Please count the lines in the data below that contain the string "woman", with case counting, and give only the number.
---
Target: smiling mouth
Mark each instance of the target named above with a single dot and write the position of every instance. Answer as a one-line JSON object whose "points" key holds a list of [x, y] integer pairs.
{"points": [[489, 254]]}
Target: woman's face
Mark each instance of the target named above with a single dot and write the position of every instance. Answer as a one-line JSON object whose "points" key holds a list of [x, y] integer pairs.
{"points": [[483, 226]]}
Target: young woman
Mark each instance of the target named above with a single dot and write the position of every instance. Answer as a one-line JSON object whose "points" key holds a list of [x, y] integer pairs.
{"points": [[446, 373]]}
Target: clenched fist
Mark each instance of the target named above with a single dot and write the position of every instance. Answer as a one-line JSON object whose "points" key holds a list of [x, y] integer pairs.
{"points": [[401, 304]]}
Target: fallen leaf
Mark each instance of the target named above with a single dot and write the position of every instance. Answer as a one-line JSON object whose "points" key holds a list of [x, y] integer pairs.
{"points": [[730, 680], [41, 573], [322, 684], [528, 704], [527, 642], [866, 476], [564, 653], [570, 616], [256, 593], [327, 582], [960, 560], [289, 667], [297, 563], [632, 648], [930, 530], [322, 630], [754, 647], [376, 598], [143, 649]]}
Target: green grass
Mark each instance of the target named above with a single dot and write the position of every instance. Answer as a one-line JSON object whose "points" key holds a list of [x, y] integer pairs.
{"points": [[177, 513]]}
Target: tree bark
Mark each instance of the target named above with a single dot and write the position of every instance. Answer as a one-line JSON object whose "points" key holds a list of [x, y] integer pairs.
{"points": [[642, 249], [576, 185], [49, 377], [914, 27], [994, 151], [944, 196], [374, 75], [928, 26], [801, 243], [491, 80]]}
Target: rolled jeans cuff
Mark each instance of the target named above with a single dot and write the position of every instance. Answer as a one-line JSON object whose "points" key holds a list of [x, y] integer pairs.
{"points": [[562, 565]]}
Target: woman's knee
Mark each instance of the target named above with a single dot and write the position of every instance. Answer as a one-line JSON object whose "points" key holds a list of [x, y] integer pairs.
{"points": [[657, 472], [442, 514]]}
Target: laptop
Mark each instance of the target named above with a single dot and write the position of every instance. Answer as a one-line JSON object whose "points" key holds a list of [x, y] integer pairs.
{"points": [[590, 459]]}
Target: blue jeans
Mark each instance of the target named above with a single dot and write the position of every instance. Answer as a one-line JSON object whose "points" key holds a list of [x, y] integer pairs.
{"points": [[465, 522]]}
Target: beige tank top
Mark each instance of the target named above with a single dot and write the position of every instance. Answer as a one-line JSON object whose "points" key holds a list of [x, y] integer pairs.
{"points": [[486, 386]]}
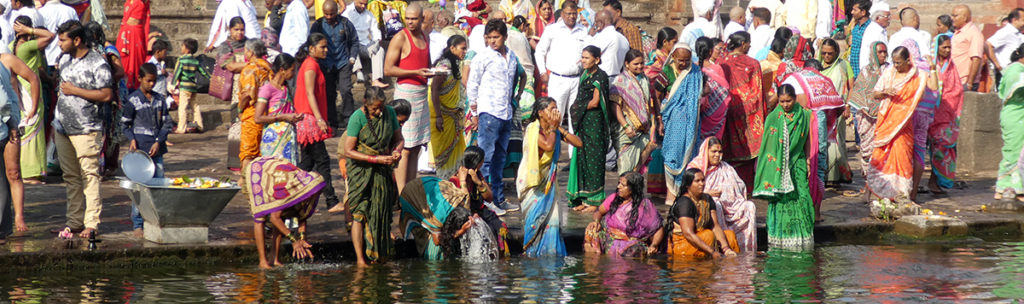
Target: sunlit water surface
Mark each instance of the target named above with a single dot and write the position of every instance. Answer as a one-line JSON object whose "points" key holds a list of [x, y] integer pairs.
---
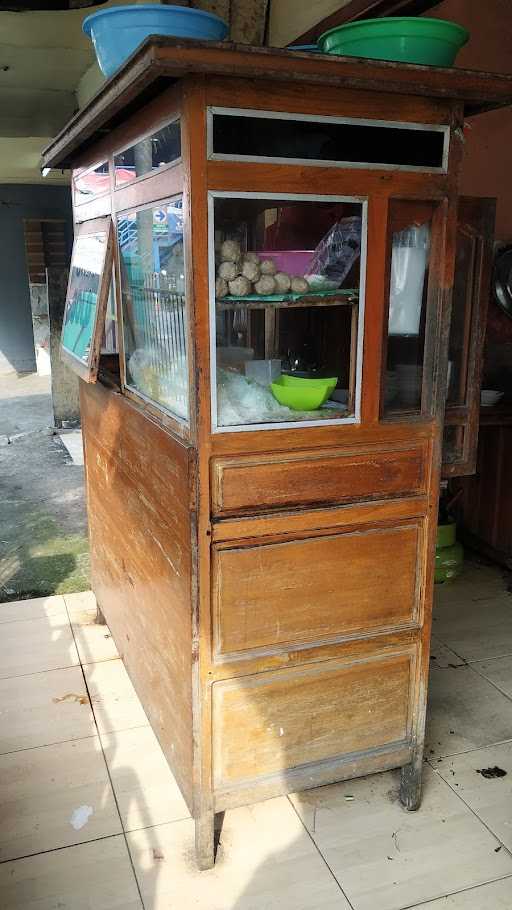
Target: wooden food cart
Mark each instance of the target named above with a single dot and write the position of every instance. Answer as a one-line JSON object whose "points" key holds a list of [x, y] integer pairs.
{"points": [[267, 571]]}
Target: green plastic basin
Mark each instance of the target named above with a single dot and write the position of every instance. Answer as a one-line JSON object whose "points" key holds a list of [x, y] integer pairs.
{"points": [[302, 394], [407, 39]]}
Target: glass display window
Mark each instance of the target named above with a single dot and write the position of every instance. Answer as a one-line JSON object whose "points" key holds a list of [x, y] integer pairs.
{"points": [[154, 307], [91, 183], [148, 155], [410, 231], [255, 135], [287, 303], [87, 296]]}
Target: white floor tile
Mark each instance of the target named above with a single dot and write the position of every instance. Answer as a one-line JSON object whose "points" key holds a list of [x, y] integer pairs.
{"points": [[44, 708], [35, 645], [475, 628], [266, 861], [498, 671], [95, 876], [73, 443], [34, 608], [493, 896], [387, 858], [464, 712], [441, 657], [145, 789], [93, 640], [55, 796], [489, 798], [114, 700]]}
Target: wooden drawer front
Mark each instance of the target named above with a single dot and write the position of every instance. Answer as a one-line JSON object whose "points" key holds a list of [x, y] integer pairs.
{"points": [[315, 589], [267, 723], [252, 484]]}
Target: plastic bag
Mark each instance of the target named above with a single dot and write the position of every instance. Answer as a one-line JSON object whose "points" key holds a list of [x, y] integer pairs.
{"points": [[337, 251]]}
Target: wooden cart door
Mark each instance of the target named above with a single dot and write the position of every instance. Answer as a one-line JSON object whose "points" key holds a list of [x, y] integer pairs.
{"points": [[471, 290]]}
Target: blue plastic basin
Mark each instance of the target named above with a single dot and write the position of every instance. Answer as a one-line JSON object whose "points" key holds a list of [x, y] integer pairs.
---
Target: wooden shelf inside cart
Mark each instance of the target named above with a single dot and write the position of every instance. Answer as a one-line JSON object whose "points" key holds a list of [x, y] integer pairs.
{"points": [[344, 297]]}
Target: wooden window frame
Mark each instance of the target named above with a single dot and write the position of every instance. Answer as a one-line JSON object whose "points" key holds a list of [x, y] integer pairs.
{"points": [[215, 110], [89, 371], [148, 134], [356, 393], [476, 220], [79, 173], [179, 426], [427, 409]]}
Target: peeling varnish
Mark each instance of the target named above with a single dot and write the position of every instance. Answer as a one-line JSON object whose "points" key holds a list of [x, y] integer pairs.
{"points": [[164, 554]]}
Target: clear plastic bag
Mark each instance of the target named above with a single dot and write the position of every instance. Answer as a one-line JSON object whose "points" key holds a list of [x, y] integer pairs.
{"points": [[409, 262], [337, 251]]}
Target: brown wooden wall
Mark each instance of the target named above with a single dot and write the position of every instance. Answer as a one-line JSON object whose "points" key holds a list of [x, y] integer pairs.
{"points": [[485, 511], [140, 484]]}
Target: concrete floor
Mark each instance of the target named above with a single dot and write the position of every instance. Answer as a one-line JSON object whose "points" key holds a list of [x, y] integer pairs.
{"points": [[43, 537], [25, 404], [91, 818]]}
---
▸ **The result**
3